— begin Task inputs —

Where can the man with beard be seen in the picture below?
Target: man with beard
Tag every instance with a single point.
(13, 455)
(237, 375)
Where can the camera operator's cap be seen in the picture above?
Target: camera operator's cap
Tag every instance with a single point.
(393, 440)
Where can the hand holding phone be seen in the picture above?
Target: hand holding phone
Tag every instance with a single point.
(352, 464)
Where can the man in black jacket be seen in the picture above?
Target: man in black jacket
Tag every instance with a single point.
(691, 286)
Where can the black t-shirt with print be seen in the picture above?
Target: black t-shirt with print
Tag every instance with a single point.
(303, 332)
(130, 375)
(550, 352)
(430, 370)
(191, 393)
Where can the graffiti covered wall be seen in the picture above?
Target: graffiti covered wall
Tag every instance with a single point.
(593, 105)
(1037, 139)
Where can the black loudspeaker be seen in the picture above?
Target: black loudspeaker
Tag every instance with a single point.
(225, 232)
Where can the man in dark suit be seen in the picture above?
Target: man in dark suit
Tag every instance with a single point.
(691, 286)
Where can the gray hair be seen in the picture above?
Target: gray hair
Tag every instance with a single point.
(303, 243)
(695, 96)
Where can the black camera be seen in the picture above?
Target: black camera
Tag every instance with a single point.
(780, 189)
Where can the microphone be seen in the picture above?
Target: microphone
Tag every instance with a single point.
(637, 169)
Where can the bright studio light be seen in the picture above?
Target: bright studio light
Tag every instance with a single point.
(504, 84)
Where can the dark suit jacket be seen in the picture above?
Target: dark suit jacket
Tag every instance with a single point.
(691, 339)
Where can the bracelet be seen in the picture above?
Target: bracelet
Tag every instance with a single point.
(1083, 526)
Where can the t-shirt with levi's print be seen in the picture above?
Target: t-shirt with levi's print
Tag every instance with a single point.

— end Task inputs —

Required task ▸ Copy back, word for word, the lines of the records above, from the line containing "Where can the bright" through the last line of the records, with both ends included.

Solution ▸
Where can the bright studio light be seen in the picture above?
Target: bright studio light
Tag every instance with a single point.
(504, 84)
Where can the dark suit jacket be seen in the picture above?
Target: dark suit jacket
Tag every instance with a single point.
(691, 339)
Where can the bracelet be seen in the picture above?
Target: bracelet
Tag every instance with a single point.
(1083, 526)
Where can the t-shirt with levi's print be seen in the picture above?
Target: t-shirt with levi's print
Tag every instance with a single point.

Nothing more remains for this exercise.